_EXTRACTED TEXT_
- - -

RNA Viruses as a Paradigm of Rapid Evolution
The 1918 Spanish influenza is one of the most dramatic examples of the unpredictable threat that viral epidemics represent for the human population. In the words of Joshua Lederberg, “The survival of the human species is not a preordained evolutionary program. Abundant resources of genetic variation exist for viruses to learn new tricks, not necessarily confined to what happens routinely or even frequently.” Since 1918 we have learned about the nature of viruses, their structure, their replication in intimate relationship with their host cells and organisms, and their mechanisms of evolutionary change. Concerning the “tricks” mentioned by Lederberg, we have learned that influenza viruses can use a very large repertoire.
RNA viruses are replicated by RNA-dependent RNA (or DNA) polymerases (also termed “reverse transcriptases”), which tend to introduce incorrect nucleotides during template copying. The incorrect nucleotides are perpetuated in the genetic material of the viruses, unless the mistakes are corrected (by repair enzymes), or the genomes harboring them are eliminated by a process termed negative selection (as opposed to positive or Darwinian selection). The reason for this error-prone replication is that most viral polymerases lack an activity of error correction that is termed proofreadingrepair activity. This is in contrast to cellular DNA polymerases (and some viral DNA polymerases) involved in DNA replication, which include such a correcting function. Other repair activities in the cell that can eliminate errors in DNA are not active on replicating RNA viruses. Mistakes during viral RNA replication average one misincorporation for every ten thousand nucleotides incorporated during template copying (fig. 1.1, pt. A).

- - -

_EXPLORE THE MATERIAL_
a - In the passage on RNA virus evolution, how often do mistakes occur on average during viral RNA replication?
b - Carry the passage on RNA viruses and rapid evolution forward from its last sentence.

_SUPPLIED DATA_

- - -

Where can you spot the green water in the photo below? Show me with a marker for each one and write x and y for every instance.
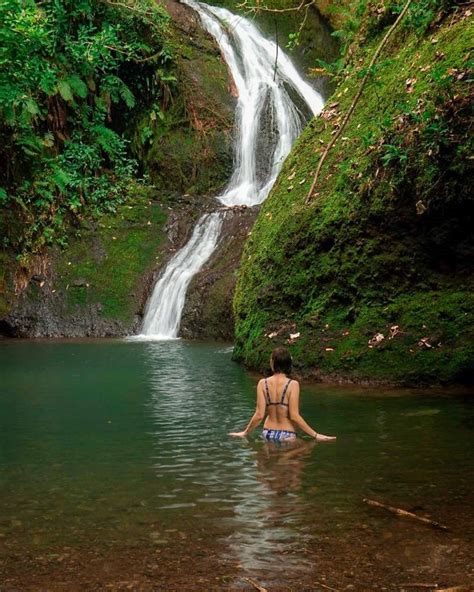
(103, 442)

- - -

_ANSWERS TO THE EXERCISE_
a - About one misincorporation for every ten thousand nucleotides incorporated during template copying.

b -
In addition to mutation, most RNA viruses can also undergo genetic recombination, a process by which a mosaic genome can be produced from two different parents. Mutation and recombination give rise to complex and dynamic mutant distributions termed “viral quasispecies” (fig. 1.1, pt. B). Quasispecies dynamics provides a mechanism for the adaptability of RNA viruses. Fitness gains can be regarded as an optimization of mutant distributions. This view is supported by many experiments that have established that competitive replication in a given environment leads to fitness gain in that same environment, while the forced accumulation of mutations (naturally through population bottlenecks or artificially with mutagenic agents) leads to fitness loss.